DIRECTION: Your task is to return the line containing "Teacher note: have the class pick out the window pane" plus every line after it, exactly and with nothing added.
[start THE DATA]
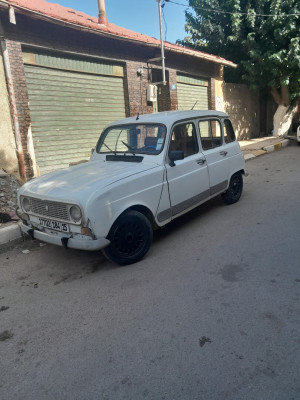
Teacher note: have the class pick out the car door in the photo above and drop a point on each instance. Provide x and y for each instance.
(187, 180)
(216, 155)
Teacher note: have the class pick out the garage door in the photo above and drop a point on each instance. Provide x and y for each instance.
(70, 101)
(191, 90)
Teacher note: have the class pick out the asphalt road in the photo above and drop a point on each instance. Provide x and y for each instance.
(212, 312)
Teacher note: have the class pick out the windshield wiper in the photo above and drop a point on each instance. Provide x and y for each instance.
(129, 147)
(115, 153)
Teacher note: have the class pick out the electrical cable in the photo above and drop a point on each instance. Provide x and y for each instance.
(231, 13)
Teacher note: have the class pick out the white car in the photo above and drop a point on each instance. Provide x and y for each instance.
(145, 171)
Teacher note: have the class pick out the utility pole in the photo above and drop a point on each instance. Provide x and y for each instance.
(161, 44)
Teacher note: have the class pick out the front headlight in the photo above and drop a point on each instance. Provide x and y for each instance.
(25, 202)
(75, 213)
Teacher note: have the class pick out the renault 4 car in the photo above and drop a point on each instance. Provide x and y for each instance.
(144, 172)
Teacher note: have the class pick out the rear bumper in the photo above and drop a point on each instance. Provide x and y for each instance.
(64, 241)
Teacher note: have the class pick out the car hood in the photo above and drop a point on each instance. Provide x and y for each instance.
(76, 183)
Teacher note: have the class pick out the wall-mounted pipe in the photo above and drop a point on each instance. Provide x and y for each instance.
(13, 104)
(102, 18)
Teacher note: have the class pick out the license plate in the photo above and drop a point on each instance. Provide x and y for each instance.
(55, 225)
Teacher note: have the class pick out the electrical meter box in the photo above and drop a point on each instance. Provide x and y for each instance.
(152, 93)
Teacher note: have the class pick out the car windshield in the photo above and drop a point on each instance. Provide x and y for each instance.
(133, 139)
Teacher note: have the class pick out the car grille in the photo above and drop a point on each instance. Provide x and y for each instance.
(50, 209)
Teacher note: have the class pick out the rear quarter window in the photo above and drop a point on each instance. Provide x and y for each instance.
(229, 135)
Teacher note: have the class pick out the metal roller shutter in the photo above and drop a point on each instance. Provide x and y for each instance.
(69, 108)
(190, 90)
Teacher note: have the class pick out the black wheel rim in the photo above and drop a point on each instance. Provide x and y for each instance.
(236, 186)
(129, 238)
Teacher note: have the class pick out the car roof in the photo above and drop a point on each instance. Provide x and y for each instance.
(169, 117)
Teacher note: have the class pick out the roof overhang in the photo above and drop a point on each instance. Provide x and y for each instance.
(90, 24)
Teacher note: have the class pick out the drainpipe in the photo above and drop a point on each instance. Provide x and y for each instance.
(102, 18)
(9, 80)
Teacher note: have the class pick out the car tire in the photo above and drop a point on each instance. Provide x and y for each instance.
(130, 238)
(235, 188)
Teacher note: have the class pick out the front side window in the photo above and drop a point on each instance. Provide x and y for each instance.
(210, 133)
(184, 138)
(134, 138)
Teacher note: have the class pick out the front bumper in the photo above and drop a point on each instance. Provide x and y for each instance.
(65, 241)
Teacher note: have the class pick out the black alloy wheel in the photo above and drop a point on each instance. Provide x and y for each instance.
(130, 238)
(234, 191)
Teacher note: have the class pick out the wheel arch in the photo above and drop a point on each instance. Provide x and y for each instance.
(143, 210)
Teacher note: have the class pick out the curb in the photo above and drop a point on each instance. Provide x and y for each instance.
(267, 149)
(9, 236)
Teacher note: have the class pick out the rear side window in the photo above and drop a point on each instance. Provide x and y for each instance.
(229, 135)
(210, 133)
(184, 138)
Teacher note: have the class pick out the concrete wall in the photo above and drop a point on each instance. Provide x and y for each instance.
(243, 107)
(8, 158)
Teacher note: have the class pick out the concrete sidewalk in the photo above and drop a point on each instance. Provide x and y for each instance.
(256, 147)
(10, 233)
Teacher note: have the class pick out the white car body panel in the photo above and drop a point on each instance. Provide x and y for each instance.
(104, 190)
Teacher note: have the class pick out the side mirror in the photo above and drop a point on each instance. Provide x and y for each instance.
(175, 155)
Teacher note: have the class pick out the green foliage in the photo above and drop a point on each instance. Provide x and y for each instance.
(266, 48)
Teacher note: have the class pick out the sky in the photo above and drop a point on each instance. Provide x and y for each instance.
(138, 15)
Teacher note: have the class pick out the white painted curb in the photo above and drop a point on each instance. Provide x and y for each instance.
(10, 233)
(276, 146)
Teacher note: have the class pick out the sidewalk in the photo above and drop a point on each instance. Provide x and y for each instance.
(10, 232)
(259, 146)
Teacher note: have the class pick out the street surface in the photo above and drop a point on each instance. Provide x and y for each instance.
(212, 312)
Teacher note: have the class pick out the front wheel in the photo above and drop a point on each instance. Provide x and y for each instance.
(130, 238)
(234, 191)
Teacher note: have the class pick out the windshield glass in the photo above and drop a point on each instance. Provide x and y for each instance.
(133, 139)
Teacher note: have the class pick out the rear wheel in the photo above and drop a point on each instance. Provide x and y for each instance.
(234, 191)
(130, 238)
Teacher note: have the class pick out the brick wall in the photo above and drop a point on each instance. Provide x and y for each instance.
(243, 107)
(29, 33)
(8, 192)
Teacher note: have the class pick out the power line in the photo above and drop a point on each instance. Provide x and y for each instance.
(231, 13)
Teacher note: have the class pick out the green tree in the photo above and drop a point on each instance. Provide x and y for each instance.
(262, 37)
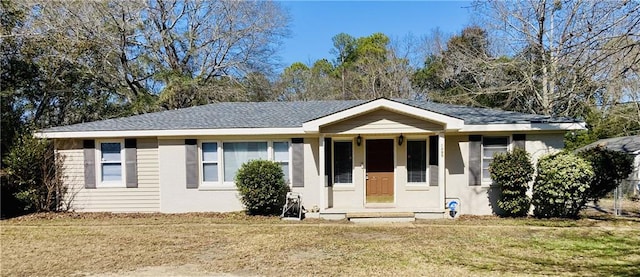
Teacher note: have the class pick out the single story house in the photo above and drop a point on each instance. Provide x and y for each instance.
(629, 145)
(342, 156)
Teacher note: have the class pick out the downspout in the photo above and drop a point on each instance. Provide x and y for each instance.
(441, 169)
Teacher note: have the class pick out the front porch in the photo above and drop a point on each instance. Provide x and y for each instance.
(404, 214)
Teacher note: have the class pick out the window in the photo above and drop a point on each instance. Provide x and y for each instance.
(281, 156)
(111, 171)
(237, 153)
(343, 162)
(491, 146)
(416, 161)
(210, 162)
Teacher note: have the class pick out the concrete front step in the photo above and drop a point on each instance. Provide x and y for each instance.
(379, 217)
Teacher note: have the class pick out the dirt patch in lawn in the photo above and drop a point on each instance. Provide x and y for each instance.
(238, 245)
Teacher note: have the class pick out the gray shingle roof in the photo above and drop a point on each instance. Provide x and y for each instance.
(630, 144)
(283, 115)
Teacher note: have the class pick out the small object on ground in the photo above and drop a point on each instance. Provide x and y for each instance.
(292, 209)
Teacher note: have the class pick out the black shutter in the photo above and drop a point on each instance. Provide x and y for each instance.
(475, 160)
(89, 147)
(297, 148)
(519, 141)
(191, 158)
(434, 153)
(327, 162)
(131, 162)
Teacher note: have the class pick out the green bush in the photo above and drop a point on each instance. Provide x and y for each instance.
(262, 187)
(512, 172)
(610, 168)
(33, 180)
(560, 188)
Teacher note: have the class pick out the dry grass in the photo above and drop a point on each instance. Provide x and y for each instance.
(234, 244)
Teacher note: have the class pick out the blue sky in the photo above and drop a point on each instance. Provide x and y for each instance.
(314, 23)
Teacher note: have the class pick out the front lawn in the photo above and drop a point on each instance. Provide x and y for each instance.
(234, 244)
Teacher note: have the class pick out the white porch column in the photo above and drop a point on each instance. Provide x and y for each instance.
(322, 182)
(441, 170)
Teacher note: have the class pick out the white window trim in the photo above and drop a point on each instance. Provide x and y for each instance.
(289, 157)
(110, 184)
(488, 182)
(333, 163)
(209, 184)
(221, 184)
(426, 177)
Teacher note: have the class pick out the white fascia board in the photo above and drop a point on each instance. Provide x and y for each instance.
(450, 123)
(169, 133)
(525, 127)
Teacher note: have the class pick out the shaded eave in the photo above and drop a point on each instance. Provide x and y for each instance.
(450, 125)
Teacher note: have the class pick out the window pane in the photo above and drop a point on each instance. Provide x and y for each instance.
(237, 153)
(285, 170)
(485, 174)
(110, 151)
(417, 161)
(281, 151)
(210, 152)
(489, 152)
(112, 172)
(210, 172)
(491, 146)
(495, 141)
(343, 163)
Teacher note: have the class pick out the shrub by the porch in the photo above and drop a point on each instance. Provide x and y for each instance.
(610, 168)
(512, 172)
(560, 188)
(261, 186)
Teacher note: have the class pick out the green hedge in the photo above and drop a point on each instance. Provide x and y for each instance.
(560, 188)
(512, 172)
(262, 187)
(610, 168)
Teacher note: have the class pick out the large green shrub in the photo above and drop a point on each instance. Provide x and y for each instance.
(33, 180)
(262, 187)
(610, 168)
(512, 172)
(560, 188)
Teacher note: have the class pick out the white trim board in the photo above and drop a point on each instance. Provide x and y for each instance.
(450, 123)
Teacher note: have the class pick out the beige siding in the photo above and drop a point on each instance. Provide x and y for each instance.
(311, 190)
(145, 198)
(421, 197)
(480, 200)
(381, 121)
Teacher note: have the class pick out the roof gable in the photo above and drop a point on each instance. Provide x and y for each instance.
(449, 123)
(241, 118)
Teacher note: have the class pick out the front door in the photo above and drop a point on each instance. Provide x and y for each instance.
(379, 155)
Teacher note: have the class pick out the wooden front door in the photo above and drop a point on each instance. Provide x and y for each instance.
[end THE DATA]
RIGHT ANSWER:
Teacher note: have the class pick out the window pane in the photo above and drop a point on each instance. Provide x and y for each instance.
(237, 153)
(285, 170)
(485, 174)
(110, 151)
(417, 161)
(281, 151)
(210, 152)
(489, 152)
(112, 172)
(210, 172)
(491, 146)
(495, 141)
(343, 163)
Teacher note: have the class pick out the shrub by the porch in the photo above and drop a point on each instance. Provide x and y for each instance.
(610, 168)
(512, 172)
(560, 188)
(261, 186)
Teacher note: have the class pick out the green hedge in the photo above and drop a point on each instance. Provide x and y for each instance.
(560, 188)
(512, 172)
(262, 187)
(610, 168)
Teacher note: have the class pick out the large green shrub in the photo above and drop a point on each instance. Provide x and y for each instance.
(33, 180)
(262, 187)
(610, 168)
(512, 172)
(560, 188)
Teacher note: have the class pick out the white trim board in the photo above and drop a point on each instance. Provide x and y for each instance.
(450, 123)
Teacher note: have the class pick out the beige siding in the photo above and drop a point on each instance. Provide x and y for each instance.
(311, 190)
(145, 198)
(421, 197)
(480, 200)
(381, 121)
Teacher note: have the class pick out the roof gable in the photo above and drop a point on each instance. Provide x and y for each instance.
(449, 123)
(241, 118)
Teacher note: have the class pick out the front door in the photo above and drop a point on each instance. Provide x and y for each instance.
(379, 155)
Teacher note: have the class pick out the wooden front door in the photo above and drop a point on each instance. Provide x and y for each instance.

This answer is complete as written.